* Quoted text *
***
Cluetrain.com went live in April, 1999. It was written by four very brilliant men: Chris Locke, Doc Searls, David Weinberger, and Rick Levine. And it was a manifesto for how companies could sensibly engage with the new internet-enabled markets that were springing up, markets which were often smarter than the companies.


It was, I think, ahead of its time. It is, I think, still right on the money. It is still something I return to every now and then. But it is not something I hear educators “getting” in their conversations online. A lot of the chat, Twitter and beyond, seems to be people wrestling with how best to explain the changes that are happening in education and it struck me that it might be an interesting/useful experiment to translate the whole manifesto to the education sector. For markets, read learning; for corporations, read schools etc.

It doesn’t fit 100%, but the wisdom of Locke, Searls, Weinberger and Levine still shines through. Here goes a translation, a Schooltrain manifesto, so-to-speak.

  1. Education is a conversation.

  2. Education consist of human beings, not demographic sectors.

  3. Conversations among human beings sound human. They are conducted
    in a human voice.

  4. Whether delivering information, opinions, perspectives, dissenting
    arguments or humorous asides, the human voice is typically open,
    natural, uncontrived.

  5. People recognize each other as such from the sound of this voice.

  6. The Internet is enabling conversations among human beings that
    were simply not possible in the era of mass media.

  7. Hyperlinks subvert hierarchy.

  8. In both internetworked educational institutions and among
    intranetworked learners, people are speaking to each
    other in a powerful new way.

  9. These networked conversations are enabling powerful new forms of
    social organization and knowledge exchange to emerge.

  10. As a result, learners are getting smarter, more informed, more
    organized. Participation in a networked education changes people
    fundamentally.

  11. People in networked education have figured out that they get far
    better information and support from one another than from
    institutions. So much for school rhetoric about lectures and
    textbooks.

  12. There are no secrets. The networked learner knows more than
    schools do about their own educational provision. And whether the news is
    good or bad, they tell everyone.
***
* Records supplied *
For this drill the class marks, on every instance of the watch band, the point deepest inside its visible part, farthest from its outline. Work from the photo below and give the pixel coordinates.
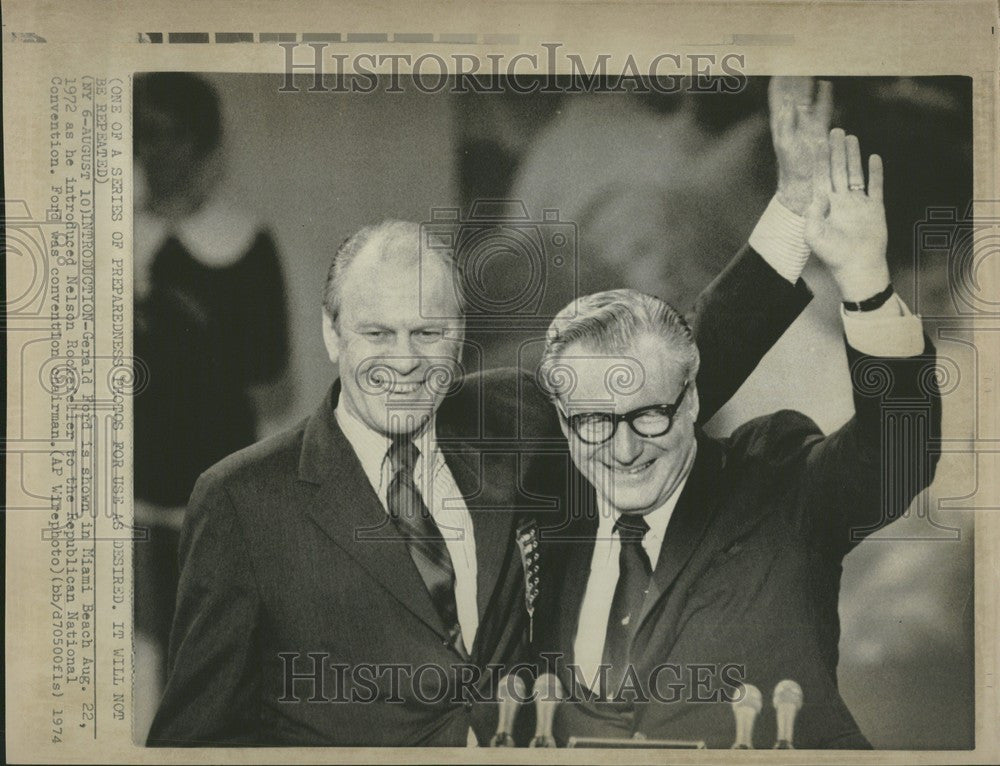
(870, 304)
***
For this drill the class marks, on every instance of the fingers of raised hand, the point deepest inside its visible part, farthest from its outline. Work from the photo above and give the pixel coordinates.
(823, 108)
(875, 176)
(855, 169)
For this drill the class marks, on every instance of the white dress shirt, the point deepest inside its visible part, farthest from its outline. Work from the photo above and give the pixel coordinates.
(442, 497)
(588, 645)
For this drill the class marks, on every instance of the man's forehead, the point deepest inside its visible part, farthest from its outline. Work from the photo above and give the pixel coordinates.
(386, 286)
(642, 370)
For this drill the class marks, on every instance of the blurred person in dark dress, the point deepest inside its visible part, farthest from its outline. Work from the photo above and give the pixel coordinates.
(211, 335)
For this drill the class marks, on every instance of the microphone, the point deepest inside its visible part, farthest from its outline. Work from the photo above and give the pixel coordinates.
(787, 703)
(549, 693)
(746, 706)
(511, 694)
***
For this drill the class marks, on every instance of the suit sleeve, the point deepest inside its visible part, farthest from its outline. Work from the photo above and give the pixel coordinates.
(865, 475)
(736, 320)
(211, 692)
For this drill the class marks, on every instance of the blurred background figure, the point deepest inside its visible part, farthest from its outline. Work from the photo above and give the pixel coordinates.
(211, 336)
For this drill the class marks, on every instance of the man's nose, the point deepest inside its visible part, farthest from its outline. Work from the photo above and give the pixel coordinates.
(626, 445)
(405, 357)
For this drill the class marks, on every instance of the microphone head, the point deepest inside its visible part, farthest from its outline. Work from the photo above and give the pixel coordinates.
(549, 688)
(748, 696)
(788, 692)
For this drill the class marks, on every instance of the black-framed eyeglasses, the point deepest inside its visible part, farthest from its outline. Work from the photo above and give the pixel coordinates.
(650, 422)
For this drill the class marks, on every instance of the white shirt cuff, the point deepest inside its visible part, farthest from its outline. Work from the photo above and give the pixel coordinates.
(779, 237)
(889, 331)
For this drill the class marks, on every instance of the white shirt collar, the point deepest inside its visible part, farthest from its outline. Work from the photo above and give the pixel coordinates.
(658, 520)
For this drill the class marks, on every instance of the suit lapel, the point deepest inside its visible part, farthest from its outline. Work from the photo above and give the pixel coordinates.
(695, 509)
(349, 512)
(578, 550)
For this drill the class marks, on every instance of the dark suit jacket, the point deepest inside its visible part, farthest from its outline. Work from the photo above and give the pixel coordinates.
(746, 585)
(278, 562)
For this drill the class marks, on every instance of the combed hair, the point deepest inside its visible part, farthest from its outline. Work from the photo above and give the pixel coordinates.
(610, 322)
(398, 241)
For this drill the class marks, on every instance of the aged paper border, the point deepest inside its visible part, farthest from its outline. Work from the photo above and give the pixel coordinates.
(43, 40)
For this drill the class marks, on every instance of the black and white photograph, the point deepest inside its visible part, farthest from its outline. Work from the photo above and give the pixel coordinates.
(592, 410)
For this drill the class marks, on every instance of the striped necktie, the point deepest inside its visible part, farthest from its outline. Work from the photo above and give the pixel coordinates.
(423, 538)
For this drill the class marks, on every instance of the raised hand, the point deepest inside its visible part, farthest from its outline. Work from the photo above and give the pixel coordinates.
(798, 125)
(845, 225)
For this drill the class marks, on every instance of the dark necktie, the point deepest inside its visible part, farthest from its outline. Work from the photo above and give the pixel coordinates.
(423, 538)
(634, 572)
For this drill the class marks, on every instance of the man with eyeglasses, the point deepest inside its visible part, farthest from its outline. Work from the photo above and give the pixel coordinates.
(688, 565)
***
* Direction *
Return, verbatim, the portion of the Schooltrain manifesto text between "4. Whether delivering" and "powerful new way.", inclusive.

* Output of the task *
4. Whether delivering information, opinions, perspectives, dissenting
    arguments or humorous asides, the human voice is typically open,
    natural, uncontrived.

  5. People recognize each other as such from the sound of this voice.

  6. The Internet is enabling conversations among human beings that
    were simply not possible in the era of mass media.

  7. Hyperlinks subvert hierarchy.

  8. In both internetworked educational institutions and among
    intranetworked learners, people are speaking to each
    other in a powerful new way.